> EXERCISE BRIEF:
Copy the rows below word for word, leaving out the pictures.

=======

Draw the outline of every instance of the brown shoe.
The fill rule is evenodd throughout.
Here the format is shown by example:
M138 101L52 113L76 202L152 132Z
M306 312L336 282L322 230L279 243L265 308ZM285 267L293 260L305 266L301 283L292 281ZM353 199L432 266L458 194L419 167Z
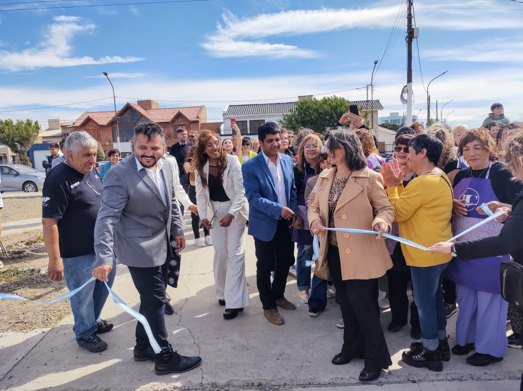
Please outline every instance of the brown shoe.
M267 320L273 325L282 325L283 318L281 317L277 308L271 308L270 310L264 310L263 314L265 315Z
M296 306L289 301L289 300L285 298L281 298L281 299L278 299L276 300L276 305L279 307L281 307L284 310L287 310L288 311L292 311L296 309Z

=======

> SOLVED EXERCISE:
Draw the outline of every instance of the brown shoe.
The fill rule is evenodd throughout.
Here the format is shown by example:
M138 101L52 113L76 202L152 132Z
M306 312L336 282L322 230L279 243L265 308ZM285 267L293 260L305 266L301 283L292 281ZM353 199L432 266L458 194L419 167Z
Please outline every instance of the brown shoe.
M267 320L273 325L282 325L283 318L281 317L277 308L271 308L270 310L264 310L263 314L265 315Z
M296 306L289 301L289 300L285 298L281 298L281 299L278 299L276 300L276 305L279 307L281 307L284 310L287 310L288 311L292 311L296 309Z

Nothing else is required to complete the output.